▶ WORK TO BE COMPLETED
Where a line holds the word "musket", copy it from the records.

**** SOURCE INFORMATION ****

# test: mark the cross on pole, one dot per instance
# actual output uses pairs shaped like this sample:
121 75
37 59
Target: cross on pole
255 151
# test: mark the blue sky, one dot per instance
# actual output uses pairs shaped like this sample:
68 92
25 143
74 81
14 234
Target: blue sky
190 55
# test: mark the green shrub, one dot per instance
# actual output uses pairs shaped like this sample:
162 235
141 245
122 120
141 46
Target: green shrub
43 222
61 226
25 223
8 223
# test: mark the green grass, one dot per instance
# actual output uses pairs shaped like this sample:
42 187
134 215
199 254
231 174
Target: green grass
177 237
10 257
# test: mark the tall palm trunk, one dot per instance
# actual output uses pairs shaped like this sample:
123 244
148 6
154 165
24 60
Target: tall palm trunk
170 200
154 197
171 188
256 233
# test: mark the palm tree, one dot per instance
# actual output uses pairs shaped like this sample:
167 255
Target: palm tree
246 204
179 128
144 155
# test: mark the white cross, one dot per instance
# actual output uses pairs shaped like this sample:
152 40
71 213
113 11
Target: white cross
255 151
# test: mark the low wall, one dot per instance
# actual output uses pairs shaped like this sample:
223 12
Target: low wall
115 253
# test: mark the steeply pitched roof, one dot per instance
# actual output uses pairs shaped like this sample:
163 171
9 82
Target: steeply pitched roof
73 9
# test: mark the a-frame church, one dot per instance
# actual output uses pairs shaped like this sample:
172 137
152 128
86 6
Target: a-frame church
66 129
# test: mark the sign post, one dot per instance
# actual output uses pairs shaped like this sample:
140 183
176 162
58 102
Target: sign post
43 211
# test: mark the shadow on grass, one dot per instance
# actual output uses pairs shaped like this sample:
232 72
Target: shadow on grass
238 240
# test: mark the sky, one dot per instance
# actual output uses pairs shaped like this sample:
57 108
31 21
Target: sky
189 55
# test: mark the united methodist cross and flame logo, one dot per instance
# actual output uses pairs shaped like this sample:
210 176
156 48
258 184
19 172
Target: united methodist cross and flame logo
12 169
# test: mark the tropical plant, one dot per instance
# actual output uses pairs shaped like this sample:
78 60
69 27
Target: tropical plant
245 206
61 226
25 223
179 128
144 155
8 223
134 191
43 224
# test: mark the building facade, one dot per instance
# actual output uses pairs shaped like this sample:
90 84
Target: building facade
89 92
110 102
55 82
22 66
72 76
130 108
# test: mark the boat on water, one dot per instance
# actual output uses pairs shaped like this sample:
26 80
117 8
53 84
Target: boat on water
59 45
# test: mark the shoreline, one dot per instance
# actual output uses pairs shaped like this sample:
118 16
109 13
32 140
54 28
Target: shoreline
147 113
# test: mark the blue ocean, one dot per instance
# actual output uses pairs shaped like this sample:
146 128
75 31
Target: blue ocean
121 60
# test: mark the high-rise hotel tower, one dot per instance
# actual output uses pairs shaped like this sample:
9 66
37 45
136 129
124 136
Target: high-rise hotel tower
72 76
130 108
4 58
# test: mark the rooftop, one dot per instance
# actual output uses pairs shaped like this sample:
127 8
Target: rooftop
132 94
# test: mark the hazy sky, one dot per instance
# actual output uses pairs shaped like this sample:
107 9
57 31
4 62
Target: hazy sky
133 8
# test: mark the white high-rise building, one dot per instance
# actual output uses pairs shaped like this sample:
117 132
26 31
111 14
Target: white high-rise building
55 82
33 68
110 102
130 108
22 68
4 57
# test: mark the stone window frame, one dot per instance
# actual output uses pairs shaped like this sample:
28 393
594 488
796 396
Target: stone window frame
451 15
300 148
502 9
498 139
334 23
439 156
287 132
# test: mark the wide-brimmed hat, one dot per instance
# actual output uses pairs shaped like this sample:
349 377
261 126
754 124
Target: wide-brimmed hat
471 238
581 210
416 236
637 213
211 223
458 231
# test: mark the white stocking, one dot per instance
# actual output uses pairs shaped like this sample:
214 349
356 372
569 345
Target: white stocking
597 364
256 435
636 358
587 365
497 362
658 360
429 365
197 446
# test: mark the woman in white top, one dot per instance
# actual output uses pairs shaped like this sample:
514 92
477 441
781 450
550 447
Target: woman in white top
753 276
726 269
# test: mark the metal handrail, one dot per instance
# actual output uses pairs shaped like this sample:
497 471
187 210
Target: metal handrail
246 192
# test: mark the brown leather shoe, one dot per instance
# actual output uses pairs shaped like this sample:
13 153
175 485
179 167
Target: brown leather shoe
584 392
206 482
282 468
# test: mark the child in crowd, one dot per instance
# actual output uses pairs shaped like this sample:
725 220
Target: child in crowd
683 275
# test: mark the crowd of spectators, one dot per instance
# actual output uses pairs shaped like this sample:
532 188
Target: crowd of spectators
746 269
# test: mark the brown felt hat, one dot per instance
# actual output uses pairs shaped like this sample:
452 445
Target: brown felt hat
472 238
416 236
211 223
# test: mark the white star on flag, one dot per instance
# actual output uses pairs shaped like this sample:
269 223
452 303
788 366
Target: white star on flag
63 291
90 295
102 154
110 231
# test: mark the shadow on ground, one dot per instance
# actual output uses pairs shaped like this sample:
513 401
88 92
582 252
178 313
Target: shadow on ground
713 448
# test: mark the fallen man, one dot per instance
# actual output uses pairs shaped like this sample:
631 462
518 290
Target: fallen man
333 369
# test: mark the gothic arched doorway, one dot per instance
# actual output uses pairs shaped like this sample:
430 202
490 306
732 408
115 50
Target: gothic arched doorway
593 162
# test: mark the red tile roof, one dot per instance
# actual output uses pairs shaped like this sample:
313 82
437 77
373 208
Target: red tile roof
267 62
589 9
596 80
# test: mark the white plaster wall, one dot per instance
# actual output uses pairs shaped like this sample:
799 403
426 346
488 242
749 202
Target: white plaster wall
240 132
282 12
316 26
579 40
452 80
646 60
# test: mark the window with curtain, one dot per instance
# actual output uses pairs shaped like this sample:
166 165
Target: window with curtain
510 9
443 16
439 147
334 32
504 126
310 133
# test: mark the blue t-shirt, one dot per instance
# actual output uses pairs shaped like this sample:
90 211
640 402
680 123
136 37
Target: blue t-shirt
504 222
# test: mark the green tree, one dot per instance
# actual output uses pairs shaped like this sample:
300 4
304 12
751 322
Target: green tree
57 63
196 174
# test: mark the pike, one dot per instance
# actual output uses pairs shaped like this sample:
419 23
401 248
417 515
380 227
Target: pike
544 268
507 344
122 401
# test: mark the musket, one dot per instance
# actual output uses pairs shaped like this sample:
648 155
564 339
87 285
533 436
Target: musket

****

▶ OUTPUT BELOW
# test: mark the musket, one dot per instance
Target: musket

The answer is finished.